Data provided —
********************
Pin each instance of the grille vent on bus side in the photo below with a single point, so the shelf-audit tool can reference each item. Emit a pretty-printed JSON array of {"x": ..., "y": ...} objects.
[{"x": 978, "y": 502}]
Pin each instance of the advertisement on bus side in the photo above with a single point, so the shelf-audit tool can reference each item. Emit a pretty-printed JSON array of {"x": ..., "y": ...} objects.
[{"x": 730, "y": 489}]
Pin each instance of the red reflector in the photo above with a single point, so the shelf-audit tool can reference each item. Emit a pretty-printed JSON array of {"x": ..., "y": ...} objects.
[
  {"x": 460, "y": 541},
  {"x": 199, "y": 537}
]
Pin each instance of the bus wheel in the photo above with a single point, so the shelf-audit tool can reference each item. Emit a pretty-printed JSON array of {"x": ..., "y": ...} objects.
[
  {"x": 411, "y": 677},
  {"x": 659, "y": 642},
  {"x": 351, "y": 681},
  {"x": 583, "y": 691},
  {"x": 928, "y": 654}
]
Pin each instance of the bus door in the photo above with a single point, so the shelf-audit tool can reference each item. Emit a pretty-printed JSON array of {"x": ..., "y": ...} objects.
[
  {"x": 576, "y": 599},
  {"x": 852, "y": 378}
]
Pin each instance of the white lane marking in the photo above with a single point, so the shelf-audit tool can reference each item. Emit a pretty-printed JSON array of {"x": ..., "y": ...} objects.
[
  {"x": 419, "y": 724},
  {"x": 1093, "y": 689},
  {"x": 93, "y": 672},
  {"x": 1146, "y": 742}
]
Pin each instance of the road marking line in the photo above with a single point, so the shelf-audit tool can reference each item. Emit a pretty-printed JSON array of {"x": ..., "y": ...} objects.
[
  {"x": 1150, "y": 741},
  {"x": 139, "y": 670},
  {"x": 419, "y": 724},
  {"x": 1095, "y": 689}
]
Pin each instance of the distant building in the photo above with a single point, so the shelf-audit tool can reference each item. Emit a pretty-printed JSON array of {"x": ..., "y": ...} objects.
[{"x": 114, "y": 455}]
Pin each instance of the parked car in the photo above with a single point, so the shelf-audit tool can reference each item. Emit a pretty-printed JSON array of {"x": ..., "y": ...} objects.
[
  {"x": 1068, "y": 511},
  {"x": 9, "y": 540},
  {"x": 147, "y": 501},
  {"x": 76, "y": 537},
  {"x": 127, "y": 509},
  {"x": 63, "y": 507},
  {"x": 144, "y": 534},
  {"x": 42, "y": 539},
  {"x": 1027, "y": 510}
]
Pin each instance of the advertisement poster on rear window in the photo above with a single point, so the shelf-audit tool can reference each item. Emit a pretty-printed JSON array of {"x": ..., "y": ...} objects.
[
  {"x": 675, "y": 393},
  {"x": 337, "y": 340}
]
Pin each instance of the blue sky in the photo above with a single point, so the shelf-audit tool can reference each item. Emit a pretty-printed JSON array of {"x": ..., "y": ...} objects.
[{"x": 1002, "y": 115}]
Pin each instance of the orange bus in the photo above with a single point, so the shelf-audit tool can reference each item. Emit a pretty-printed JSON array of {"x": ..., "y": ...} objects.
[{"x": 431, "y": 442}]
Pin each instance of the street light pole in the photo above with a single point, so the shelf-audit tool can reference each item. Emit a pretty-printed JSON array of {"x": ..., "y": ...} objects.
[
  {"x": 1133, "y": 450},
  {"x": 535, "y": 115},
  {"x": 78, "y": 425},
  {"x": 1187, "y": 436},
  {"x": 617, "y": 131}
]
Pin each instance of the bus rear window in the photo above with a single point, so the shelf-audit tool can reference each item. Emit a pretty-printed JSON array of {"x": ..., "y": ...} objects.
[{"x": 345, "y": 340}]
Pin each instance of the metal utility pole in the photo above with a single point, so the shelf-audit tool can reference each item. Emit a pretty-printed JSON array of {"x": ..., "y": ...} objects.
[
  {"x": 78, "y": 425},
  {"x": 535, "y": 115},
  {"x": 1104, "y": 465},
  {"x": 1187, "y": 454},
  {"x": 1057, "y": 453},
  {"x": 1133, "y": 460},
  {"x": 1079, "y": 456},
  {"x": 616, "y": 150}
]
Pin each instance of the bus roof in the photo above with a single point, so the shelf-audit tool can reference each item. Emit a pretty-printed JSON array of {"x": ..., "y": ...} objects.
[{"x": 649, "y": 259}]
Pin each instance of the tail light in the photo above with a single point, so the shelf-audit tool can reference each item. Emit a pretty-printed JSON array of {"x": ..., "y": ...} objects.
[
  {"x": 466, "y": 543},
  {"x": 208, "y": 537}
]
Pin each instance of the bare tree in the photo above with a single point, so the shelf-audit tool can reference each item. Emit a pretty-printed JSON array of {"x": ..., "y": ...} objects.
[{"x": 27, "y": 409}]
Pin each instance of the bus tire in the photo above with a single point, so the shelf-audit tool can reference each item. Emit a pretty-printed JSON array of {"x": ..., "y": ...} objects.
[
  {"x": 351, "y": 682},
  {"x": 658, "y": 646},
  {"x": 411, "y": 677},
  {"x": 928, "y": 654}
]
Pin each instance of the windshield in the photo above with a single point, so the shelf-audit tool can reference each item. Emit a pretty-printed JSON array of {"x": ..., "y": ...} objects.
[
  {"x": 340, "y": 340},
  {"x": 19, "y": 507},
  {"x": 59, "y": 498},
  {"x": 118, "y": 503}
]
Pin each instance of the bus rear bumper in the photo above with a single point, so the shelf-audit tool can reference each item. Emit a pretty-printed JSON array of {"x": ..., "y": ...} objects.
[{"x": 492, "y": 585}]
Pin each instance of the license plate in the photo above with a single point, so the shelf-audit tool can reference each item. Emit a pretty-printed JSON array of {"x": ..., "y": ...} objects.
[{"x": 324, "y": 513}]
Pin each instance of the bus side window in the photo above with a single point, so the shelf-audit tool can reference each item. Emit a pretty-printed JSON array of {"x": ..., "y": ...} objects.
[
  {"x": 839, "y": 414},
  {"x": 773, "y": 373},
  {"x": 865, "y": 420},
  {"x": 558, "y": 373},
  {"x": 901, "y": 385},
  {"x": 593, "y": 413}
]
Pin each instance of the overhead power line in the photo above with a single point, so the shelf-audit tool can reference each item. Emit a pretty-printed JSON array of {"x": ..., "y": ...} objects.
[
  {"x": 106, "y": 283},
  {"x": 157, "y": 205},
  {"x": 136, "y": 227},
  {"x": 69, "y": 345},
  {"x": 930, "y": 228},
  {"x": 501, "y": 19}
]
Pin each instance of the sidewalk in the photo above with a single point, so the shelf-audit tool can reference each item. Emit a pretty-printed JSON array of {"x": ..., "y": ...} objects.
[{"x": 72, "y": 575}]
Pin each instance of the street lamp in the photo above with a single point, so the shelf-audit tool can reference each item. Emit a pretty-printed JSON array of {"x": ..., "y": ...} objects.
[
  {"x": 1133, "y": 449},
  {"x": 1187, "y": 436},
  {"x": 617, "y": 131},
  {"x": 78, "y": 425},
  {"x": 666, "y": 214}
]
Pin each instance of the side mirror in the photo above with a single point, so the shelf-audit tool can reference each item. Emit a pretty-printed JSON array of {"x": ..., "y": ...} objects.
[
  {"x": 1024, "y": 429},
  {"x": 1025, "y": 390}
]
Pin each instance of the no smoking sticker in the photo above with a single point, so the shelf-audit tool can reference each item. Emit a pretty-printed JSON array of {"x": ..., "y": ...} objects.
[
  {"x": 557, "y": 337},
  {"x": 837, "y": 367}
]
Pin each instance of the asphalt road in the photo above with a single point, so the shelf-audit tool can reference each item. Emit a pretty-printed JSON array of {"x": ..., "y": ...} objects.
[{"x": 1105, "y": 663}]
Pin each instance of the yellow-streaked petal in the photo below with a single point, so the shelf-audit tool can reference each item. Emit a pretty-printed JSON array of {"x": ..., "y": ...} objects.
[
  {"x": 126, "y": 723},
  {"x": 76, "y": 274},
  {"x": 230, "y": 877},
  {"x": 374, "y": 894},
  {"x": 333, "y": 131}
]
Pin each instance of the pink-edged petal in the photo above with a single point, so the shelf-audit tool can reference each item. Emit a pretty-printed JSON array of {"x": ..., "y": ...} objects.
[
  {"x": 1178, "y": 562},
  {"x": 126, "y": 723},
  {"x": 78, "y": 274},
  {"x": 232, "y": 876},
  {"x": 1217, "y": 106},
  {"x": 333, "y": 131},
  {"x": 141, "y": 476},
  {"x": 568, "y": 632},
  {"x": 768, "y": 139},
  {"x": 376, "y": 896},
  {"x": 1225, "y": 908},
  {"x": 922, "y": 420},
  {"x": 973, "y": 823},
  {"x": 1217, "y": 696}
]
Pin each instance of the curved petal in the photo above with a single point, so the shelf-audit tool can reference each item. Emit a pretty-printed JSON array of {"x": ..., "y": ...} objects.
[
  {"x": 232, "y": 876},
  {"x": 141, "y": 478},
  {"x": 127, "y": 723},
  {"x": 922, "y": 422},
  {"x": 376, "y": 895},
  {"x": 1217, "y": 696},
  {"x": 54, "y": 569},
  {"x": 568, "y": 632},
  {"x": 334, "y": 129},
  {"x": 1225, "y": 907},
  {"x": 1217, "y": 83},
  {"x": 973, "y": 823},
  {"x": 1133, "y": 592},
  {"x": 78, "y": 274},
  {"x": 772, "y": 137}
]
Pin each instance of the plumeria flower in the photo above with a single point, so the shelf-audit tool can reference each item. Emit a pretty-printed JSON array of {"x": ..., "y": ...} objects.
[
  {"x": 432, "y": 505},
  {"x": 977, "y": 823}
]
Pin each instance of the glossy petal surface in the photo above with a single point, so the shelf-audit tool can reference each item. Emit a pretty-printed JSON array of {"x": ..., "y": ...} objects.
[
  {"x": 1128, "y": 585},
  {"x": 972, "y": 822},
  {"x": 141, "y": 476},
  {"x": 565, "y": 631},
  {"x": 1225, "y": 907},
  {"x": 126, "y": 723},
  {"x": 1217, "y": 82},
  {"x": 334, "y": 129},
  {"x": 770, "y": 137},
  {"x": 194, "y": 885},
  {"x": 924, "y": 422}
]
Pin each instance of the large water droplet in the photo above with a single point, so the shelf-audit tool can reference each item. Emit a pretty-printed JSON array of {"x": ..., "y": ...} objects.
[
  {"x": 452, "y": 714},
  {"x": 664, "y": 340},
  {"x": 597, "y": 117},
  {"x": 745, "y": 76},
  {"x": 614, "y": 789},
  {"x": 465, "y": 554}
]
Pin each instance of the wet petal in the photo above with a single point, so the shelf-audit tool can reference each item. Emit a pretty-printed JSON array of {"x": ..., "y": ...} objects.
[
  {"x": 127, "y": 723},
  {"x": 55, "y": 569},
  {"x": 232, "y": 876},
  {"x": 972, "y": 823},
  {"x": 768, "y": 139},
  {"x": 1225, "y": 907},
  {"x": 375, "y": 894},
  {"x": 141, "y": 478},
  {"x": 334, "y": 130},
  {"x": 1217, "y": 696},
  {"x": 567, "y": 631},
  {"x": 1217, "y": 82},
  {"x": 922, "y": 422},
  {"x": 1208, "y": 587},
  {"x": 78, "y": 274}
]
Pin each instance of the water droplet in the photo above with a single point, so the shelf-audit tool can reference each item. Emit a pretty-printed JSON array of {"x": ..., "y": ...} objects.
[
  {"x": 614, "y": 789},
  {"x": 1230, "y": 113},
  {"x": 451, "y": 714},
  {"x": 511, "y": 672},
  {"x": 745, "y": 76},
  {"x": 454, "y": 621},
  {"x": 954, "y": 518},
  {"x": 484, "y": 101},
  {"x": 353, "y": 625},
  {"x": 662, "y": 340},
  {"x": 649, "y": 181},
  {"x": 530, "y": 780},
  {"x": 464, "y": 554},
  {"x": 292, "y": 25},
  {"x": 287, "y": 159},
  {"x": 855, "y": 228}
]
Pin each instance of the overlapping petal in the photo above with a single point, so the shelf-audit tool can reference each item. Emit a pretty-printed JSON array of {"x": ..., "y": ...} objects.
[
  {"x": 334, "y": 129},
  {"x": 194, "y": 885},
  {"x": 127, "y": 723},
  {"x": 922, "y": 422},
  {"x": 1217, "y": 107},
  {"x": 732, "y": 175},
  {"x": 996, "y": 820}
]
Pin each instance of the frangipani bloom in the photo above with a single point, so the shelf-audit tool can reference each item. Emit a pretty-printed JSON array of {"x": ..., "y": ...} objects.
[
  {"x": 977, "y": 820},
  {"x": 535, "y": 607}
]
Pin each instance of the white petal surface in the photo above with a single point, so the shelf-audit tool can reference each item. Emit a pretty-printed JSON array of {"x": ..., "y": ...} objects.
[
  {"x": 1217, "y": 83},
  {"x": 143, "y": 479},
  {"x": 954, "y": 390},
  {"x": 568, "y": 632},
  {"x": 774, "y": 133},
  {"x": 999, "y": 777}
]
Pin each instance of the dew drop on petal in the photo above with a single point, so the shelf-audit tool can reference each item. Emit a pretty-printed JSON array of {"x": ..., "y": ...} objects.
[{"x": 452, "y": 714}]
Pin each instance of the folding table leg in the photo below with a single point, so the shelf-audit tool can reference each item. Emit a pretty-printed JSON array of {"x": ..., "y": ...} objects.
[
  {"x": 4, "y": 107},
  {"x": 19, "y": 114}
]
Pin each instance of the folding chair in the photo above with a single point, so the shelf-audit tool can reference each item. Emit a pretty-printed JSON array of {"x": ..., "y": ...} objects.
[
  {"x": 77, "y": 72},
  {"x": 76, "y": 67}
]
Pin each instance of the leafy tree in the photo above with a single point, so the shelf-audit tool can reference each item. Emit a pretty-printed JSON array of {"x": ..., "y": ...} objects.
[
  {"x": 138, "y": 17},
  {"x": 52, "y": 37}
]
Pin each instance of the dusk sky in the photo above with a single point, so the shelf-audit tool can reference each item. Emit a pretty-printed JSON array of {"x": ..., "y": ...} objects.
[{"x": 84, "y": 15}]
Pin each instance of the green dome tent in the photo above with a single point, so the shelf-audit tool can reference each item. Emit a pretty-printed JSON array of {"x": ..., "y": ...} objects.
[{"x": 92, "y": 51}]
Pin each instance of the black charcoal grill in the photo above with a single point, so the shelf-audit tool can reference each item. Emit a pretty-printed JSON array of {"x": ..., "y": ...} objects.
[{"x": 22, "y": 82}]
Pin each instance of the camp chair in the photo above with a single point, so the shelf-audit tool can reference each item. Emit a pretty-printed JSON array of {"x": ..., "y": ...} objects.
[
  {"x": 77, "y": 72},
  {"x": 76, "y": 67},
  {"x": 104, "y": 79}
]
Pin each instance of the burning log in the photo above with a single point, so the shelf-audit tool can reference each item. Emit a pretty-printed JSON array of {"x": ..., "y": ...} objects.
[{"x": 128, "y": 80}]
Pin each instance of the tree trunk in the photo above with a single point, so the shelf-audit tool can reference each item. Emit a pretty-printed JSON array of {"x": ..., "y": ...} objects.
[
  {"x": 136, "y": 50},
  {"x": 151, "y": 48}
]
********************
Exercise aim — Repeat, without change, each line of the data above from the one that contains "Pin each instance of the burning" through the final line, counting both.

Result —
Pin each instance of the burning log in the photo above with a single point, so the shelf-audit tool can reference each item. Emit a pretty-printed JSON array of {"x": ..., "y": ...} objects.
[{"x": 128, "y": 80}]
Pin each instance of the tree trunk in the photo above with a single point, so the shelf-audit tool can reference each item. Emit a pretty-printed JSON array of {"x": ..., "y": ...} objects.
[
  {"x": 136, "y": 50},
  {"x": 151, "y": 48}
]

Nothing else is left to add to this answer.